> **MATERIAL PROVIDED**:
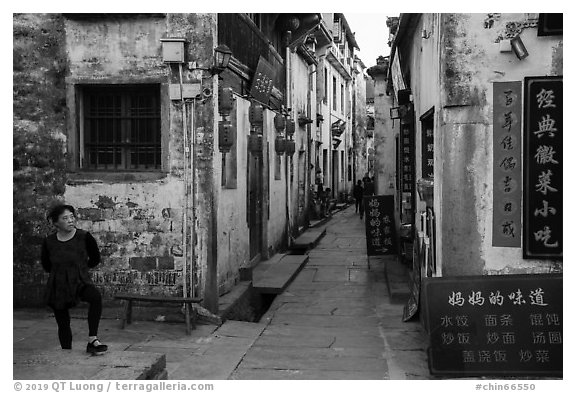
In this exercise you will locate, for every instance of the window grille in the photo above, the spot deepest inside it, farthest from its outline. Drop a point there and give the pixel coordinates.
(122, 128)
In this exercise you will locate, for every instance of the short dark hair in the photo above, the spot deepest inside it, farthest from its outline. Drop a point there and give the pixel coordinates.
(57, 210)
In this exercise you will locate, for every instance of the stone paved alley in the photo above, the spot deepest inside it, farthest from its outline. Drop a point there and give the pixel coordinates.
(336, 320)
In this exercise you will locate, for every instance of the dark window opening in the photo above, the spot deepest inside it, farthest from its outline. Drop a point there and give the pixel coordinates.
(550, 24)
(122, 128)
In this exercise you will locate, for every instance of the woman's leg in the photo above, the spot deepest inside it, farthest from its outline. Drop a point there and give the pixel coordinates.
(64, 330)
(91, 295)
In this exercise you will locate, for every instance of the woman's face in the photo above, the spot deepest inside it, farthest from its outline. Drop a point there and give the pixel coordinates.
(66, 221)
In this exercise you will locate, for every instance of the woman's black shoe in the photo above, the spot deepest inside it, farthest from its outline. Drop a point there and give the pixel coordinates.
(95, 347)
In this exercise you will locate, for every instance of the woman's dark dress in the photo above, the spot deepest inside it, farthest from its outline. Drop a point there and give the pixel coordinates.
(68, 263)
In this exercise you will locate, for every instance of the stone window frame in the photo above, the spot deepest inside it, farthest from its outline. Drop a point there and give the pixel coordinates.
(75, 149)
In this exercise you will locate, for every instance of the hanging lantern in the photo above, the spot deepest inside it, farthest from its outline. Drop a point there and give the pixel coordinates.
(256, 114)
(290, 128)
(225, 136)
(280, 145)
(225, 101)
(290, 147)
(279, 123)
(255, 143)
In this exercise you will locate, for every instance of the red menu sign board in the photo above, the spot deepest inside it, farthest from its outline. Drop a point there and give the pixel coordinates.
(380, 233)
(543, 161)
(507, 171)
(495, 325)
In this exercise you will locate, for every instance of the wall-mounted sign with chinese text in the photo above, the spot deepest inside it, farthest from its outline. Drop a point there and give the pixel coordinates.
(407, 156)
(380, 229)
(495, 325)
(507, 170)
(543, 154)
(428, 147)
(263, 81)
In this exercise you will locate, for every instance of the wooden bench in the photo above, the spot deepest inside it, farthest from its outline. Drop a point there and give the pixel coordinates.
(186, 301)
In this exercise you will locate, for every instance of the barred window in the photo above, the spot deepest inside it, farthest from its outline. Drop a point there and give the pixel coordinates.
(122, 128)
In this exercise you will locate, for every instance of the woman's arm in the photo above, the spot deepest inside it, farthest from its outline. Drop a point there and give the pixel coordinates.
(93, 251)
(45, 257)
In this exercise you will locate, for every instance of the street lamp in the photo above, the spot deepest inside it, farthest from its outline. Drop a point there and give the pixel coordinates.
(222, 55)
(221, 59)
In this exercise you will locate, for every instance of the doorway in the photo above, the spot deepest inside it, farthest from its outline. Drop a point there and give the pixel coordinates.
(255, 198)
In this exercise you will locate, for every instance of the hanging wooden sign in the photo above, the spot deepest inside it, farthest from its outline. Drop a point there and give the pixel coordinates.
(507, 170)
(380, 232)
(543, 163)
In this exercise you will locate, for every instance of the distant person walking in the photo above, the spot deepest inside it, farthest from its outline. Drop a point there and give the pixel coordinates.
(67, 255)
(358, 193)
(368, 191)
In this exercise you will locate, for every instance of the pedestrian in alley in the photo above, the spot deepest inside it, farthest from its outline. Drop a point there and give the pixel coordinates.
(67, 254)
(368, 191)
(358, 193)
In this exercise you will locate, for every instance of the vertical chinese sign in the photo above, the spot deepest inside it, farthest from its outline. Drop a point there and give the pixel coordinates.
(495, 325)
(507, 171)
(427, 149)
(263, 81)
(543, 154)
(380, 230)
(407, 171)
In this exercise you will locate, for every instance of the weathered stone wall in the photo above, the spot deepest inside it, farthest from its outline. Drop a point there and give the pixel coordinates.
(360, 117)
(135, 217)
(39, 110)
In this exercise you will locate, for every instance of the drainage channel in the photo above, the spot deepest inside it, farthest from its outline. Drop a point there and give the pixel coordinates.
(254, 304)
(251, 307)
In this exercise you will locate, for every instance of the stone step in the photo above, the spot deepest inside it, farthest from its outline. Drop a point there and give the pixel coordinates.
(308, 239)
(77, 364)
(278, 276)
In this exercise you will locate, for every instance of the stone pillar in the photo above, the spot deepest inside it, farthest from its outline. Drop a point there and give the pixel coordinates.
(384, 142)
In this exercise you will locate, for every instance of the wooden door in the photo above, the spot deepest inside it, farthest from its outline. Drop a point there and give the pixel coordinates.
(255, 196)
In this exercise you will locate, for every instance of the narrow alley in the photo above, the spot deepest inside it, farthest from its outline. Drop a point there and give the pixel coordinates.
(182, 169)
(336, 320)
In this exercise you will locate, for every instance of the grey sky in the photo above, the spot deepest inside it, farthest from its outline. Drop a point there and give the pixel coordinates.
(371, 34)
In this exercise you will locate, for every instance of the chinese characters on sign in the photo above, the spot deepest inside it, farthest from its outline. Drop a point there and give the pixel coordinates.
(482, 325)
(380, 230)
(407, 158)
(263, 81)
(543, 136)
(427, 151)
(507, 171)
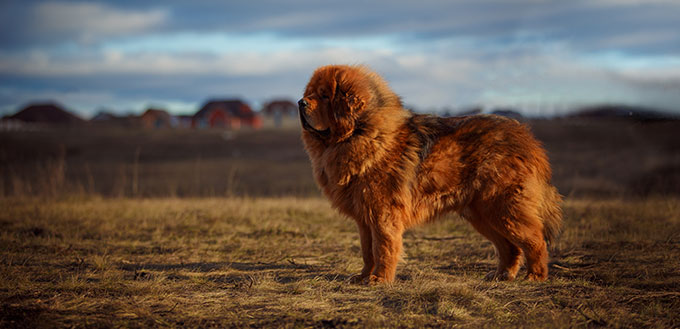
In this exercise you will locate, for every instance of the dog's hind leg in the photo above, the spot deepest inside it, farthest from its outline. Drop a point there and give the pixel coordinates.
(509, 255)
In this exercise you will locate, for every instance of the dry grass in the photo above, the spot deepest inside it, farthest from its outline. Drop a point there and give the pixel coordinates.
(238, 262)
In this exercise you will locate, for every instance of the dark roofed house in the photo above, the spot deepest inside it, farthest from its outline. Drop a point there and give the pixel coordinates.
(229, 114)
(155, 118)
(47, 113)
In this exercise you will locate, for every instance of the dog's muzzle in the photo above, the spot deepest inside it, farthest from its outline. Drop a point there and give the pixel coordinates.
(302, 105)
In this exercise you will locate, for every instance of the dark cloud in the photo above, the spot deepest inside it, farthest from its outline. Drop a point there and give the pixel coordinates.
(439, 53)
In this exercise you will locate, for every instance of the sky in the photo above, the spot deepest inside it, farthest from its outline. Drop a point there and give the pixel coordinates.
(541, 57)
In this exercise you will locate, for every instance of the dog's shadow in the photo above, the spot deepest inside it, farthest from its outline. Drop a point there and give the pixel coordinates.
(244, 273)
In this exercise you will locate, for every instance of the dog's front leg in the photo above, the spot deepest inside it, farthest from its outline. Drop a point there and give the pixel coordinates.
(366, 252)
(387, 243)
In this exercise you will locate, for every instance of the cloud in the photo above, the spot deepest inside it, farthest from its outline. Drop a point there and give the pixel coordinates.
(86, 22)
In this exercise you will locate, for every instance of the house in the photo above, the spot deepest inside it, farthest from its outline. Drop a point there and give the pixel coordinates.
(279, 109)
(228, 114)
(156, 118)
(47, 113)
(508, 113)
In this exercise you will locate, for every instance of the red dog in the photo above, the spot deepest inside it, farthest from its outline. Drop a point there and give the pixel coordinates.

> **TASK STATEMENT**: Please turn every row above into a numbered list with no blank lines, leaving the pictures out.

> **THE RESPONSE**:
1. In this exercise you will locate, for every instance of the window grille in the photo above, the spot deepest inside it, farthest from its outline. Drop a point there and give the pixel coordinates.
2. (122, 128)
3. In this exercise you will locate, for every instance of the short dark hair in the photo above, the spot deepest inside it, farthest from its outline. Drop a point there and give the pixel coordinates.
4. (57, 210)
5. In this exercise you will locate, for every instance of the stone paved alley in the photo above, the spot deepest inside it, farthest from its outline. Drop a point there and give the pixel coordinates.
6. (336, 320)
7. In this exercise you will locate, for every instance of the dark window opening in the photo above, the spot deepest inside it, farthest from its outline. Drop a point there and give the pixel coordinates.
8. (550, 24)
9. (122, 128)
10. In this exercise you will locate, for every instance of the woman's leg in the photo above, the spot deepest inside it, farthest from its outline. Drop a point there and give the pixel coordinates.
11. (64, 330)
12. (91, 295)
13. In this exercise you will locate, for every instance of the woman's face in the photo above, the spot deepest inside it, farthest from its outline. Drop a point there and give the pixel coordinates.
14. (66, 221)
15. In this exercise you will locate, for every instance of the woman's black shoe in the photo above, the spot deepest inside it, farthest from its outline. Drop a point there and give the pixel coordinates.
16. (95, 347)
17. In this exercise you will locate, for every instance of the woman's dark dress in the photo above, the spot deepest inside it, farthest from its outline. Drop a point there and give the pixel coordinates.
18. (68, 263)
19. In this exercise you will locate, for every instance of the stone window frame in the photo above, the spot deepest inside it, farthest from its outline. Drop a point there and give the pixel coordinates.
20. (75, 149)
21. In this exercise you will locate, for every instance of the hanging lantern in the photo above, the spot deepest inside it, farthest from its outline. Drop a point there and give the pixel coordinates.
22. (256, 114)
23. (290, 128)
24. (225, 136)
25. (280, 145)
26. (225, 101)
27. (290, 147)
28. (279, 123)
29. (255, 143)
30. In this exercise you will locate, for every instance of the red menu sign board in the photo above, the spot deepest inside it, farthest from its outline. Drop a point there and give the pixel coordinates.
31. (380, 233)
32. (543, 161)
33. (507, 171)
34. (495, 325)
35. In this exercise you will locate, for every instance of the wall-mounted sign with chinese text in the photo above, the spot deepest inside it, farthest from its outline. Drop a point there and give the pixel coordinates.
36. (407, 156)
37. (380, 229)
38. (495, 325)
39. (507, 170)
40. (543, 154)
41. (428, 147)
42. (263, 81)
43. In this exercise you will locate, for every instance of the wooden bench in the photo above, the spot deepest inside it, farthest from its outline. Drop a point there and give the pixel coordinates.
44. (186, 301)
45. In this exercise you will locate, for every instance of the barred window in the photo above, the spot deepest inside it, farthest from its outline. Drop a point there and give the pixel coordinates.
46. (122, 128)
47. In this exercise you will locate, for every instance of the woman's arm in the photo above, the spot deepest inside it, farthest from its outline. Drop a point there and give the pixel coordinates.
48. (93, 251)
49. (45, 257)
50. In this exercise you will locate, for every instance of the street lamp in the photo above, the spot deepest inside it, farthest from its outline. Drop a point there and give the pixel coordinates.
51. (222, 55)
52. (221, 59)
53. In this exercise you will locate, for every instance of the doorway in the photo above, the spot deepest inside it, farthest from its outline. Drop a point there and give the pixel coordinates.
54. (255, 198)
55. In this exercise you will locate, for every instance of the hanging wooden sign in the photo above, the spot deepest inside it, farthest from its outline. Drop a point there and give the pixel coordinates.
56. (507, 170)
57. (380, 232)
58. (543, 163)
59. In this exercise you will locate, for every instance of the distant person walking in the photo above, the spot deepest inside it, farthest from its outline. Drop a point there and give the pixel coordinates.
60. (67, 255)
61. (358, 193)
62. (368, 191)
63. In this exercise you will locate, for every instance of the pedestrian in alley in the photo above, the spot deepest inside it, farthest from its outline. Drop a point there and give the pixel coordinates.
64. (67, 254)
65. (368, 191)
66. (358, 193)
67. In this exercise you will locate, for every instance of the vertical chinese sign in the photo above, the spot deepest inside it, farthest from its outline. Drop a point there and give the pixel coordinates.
68. (495, 325)
69. (507, 171)
70. (427, 149)
71. (263, 81)
72. (543, 154)
73. (380, 230)
74. (407, 171)
75. In this exercise you will locate, for every instance of the weathered stone wall in the photo above, the spot deepest inside it, farthest from its outline. Drop a point there and give the pixel coordinates.
76. (360, 117)
77. (135, 217)
78. (39, 110)
79. In this exercise you will locate, for every instance of the drainage channel in the photo above, the spot deepest inside it, farthest from its outline. Drop a point there and give the pixel coordinates.
80. (254, 304)
81. (251, 307)
82. In this exercise you will locate, for every instance of the stone step in the photo above, the spot deepest inside it, farthest from its outline. Drop a point there and give the pixel coordinates.
83. (308, 239)
84. (77, 364)
85. (278, 276)
86. In this exercise you will locate, for every instance of the stone pillar in the photo above, the spot deepest inside it, farthest from its outline. Drop a point there and give the pixel coordinates.
87. (384, 142)
88. In this exercise you will locate, for every instance of the wooden door in the photo above, the spot deepest inside it, farthest from its outline. Drop a point there and give the pixel coordinates.
89. (255, 196)
90. In this exercise you will locate, for every instance of the narrow alley in the photo above, the spot deepest inside it, farthest from its outline. Drop a point there and give the pixel coordinates.
91. (182, 169)
92. (336, 320)
93. In this exercise you will locate, for every instance of the grey sky in the photo above, the spot deepest inside it, farthest from its outline. Drop a point there and give the pixel coordinates.
94. (371, 34)
95. In this exercise you will locate, for every instance of the chinese characters on sign in the photo above, the spot deepest inside it, farthest from its outline. Drop a point there and give the pixel coordinates.
96. (482, 325)
97. (380, 230)
98. (407, 158)
99. (263, 81)
100. (543, 136)
101. (427, 151)
102. (507, 171)
103. In this exercise you will locate, for every instance of the dog's hind leg in the photo above, the spot deepest inside it, farthest from its outline. Drop a point there and give the pixel coordinates.
104. (509, 255)
105. In this exercise you will locate, for every instance of the dry grass in the photo above, the spot deepest inside it, farthest from its outline. Drop a point there and give the pixel coordinates.
106. (238, 262)
107. In this exercise you will locate, for every instance of the dark roofed house in the photo above, the spot deepest inside it, farthest from its outline. Drop a point there and give the pixel coordinates.
108. (229, 114)
109. (155, 118)
110. (47, 113)
111. In this exercise you will locate, for every instance of the dog's muzzle in the photo above, the spot deepest inside it, farthest from its outline. Drop a point there and give the pixel coordinates.
112. (302, 105)
113. In this exercise you will locate, for every instance of the dark cloud in the photo above, the spot deepest inside it, farthest from its outline. Drop a point there and give the pixel coordinates.
114. (439, 53)
115. In this exercise you will locate, for every instance of the sky in the photo above, the spot deepest inside it, farthest from its outline. Drop a point there and give the pixel coordinates.
116. (541, 57)
117. In this exercise you will locate, for every instance of the dog's shadow in the photo above, the spot deepest inside it, farthest from its outline. Drop a point there and give the pixel coordinates.
118. (244, 273)
119. In this exercise you will locate, for every instance of the dog's front leg in the photo above, the spot deepest inside it, farthest from its outline. Drop a point there and give the pixel coordinates.
120. (366, 252)
121. (387, 243)
122. In this exercise you will locate, for every instance of the cloud in the photo above, the spot deepest inside it, farthest from its outline. Drop a point there and give the pixel coordinates.
123. (86, 22)
124. In this exercise you will locate, for every instance of the house in the photo above, the spot deepest inside it, farthest from its outline. Drop a point there and give the pixel coordinates.
125. (279, 109)
126. (228, 114)
127. (156, 118)
128. (47, 113)
129. (508, 113)
130. In this exercise you will locate, for every instance of the red dog in the photo above, the spot deepest inside it, farthest from its outline. Drop a point there and give the pixel coordinates.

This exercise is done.